_Passage provided_
↓↓↓

Mumbai: Pharmaceutical major Cipla on Friday reported muted performance for the December quarter, with profit declining sharply due to a slowdown in its US business and margin pressure, offset partly by steady growth in India and emerging markets.

The company’s consolidated revenue remained flat at ₹7,074 crore in Q3 FY26, compared with ₹7,073 crore a year earlier. Profit after tax fell 57% year-on-year to ₹676 crore, while EBITDA declined 36.9% to ₹1,255 crore, reflecting lower operating leverage and a drop in high-margin US sales.
North America revenue fell 22% year-on-year to ₹1,485 crore, largely due to the expected decline in gRevlimid sales. However, Cipla said upcoming launches, including gVictoza and multiple respiratory products, are expected to cushion the impact over the medium term.
The India business delivered strong double-digit growth of 10% year-on-year to ₹3,457 crore, supported by robust performance in branded prescriptions, trade generics and consumer health. Cipla’s chronic portfolio improved to 62.3% of the India mix, with flagship respiratory brand Foracort retaining its top position in the domestic market.

↑↑↑

_Information shown_
↓↓↓

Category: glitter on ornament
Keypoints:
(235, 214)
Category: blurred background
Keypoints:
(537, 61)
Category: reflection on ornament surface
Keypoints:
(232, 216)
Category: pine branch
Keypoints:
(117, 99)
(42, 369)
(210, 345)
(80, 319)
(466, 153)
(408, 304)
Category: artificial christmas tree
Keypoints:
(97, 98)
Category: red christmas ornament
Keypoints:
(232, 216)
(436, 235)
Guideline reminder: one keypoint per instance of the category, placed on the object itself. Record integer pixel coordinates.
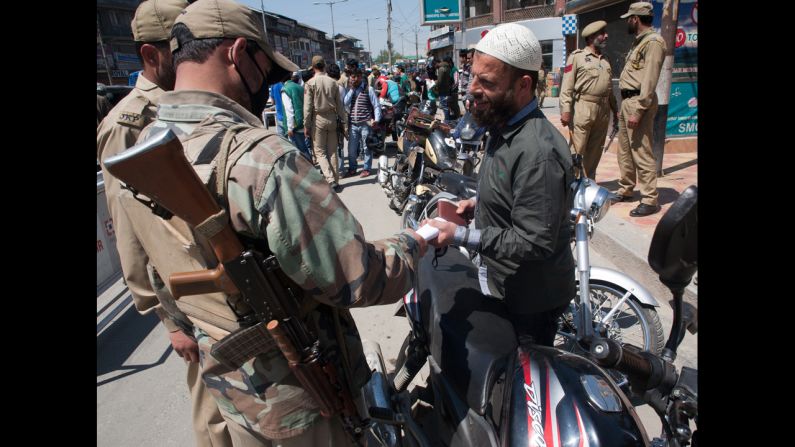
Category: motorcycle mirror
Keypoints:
(673, 251)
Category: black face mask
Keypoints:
(258, 99)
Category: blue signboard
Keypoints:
(683, 102)
(440, 11)
(682, 109)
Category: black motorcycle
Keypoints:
(487, 389)
(426, 150)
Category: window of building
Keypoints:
(515, 4)
(478, 7)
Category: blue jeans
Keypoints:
(357, 135)
(299, 140)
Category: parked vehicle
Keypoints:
(486, 389)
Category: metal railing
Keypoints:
(532, 12)
(481, 20)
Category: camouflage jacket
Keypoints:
(274, 194)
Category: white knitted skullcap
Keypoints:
(513, 44)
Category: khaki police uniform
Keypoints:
(118, 131)
(586, 93)
(322, 107)
(638, 83)
(541, 90)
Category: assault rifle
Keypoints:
(268, 311)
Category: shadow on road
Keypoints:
(120, 340)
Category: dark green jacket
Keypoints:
(443, 80)
(296, 94)
(524, 199)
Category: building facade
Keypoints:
(116, 55)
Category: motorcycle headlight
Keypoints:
(597, 201)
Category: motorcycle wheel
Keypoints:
(633, 323)
(413, 211)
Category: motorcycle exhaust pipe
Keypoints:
(376, 395)
(382, 169)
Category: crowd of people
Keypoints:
(208, 73)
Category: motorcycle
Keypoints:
(487, 389)
(376, 140)
(424, 152)
(609, 302)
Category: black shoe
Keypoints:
(644, 210)
(621, 198)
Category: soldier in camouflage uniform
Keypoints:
(151, 27)
(277, 201)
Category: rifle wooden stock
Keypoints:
(158, 169)
(201, 282)
(308, 371)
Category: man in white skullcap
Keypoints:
(521, 213)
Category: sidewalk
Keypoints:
(628, 238)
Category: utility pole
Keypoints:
(369, 48)
(668, 24)
(104, 56)
(333, 41)
(416, 48)
(264, 28)
(389, 29)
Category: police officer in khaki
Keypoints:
(638, 83)
(151, 27)
(322, 108)
(587, 91)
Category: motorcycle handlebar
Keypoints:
(645, 370)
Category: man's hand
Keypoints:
(185, 347)
(446, 232)
(565, 119)
(422, 242)
(633, 122)
(466, 209)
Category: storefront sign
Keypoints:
(440, 11)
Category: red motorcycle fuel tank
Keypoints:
(555, 398)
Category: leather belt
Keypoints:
(629, 93)
(591, 98)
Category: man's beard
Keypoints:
(498, 113)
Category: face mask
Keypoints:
(258, 99)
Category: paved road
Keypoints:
(142, 398)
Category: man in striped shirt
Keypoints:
(364, 111)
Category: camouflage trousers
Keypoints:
(262, 401)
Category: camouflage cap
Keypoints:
(639, 9)
(593, 28)
(153, 19)
(227, 19)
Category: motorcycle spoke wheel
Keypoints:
(631, 323)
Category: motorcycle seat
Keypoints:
(458, 184)
(470, 335)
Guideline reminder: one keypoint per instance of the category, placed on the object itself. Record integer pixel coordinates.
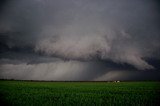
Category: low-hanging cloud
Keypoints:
(79, 31)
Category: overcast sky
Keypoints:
(75, 40)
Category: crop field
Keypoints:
(32, 93)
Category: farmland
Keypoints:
(32, 93)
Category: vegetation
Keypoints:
(28, 93)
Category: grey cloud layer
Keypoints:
(118, 31)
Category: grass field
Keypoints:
(28, 93)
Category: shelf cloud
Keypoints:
(79, 40)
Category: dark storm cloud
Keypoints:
(90, 37)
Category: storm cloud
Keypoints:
(79, 40)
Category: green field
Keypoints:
(28, 93)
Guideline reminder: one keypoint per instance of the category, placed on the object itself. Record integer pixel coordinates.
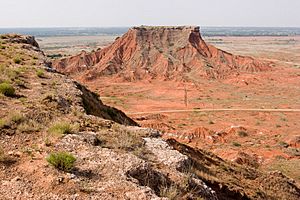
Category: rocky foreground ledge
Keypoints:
(44, 114)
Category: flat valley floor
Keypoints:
(216, 117)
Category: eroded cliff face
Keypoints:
(164, 53)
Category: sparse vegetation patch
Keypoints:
(7, 89)
(62, 161)
(60, 128)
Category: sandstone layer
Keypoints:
(163, 53)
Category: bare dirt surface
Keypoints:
(48, 113)
(265, 104)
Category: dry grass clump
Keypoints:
(171, 192)
(2, 155)
(17, 60)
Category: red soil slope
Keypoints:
(161, 53)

↑↑↑

_Assigned task A_
Echo part of the article on Cipla's December-quarter results word for word. Begin at the words "Mumbai: Pharmaceutical major" and stop after "high-margin US sales.".
_Assigned task B_
From the article on Cipla's December-quarter results, recast the paragraph that opens with "The India business delivered" as a short bulleted list that keeps its main facts.

_Answer box A_
Mumbai: Pharmaceutical major Cipla on Friday reported muted performance for the December quarter, with profit declining sharply due to a slowdown in its US business and margin pressure, offset partly by steady growth in India and emerging markets.

The company’s consolidated revenue remained flat at ₹7,074 crore in Q3 FY26, compared with ₹7,073 crore a year earlier. Profit after tax fell 57% year-on-year to ₹676 crore, while EBITDA declined 36.9% to ₹1,255 crore, reflecting lower operating leverage and a drop in high-margin US sales.

_Answer box B_
- India revenue grew 10% year-on-year to ₹3,457 crore.
- Branded prescriptions, trade generics and consumer health drove the growth.
- The chronic portfolio rose to 62.3% of the India mix.
- The respiratory brand Foracort kept its top position in the domestic market.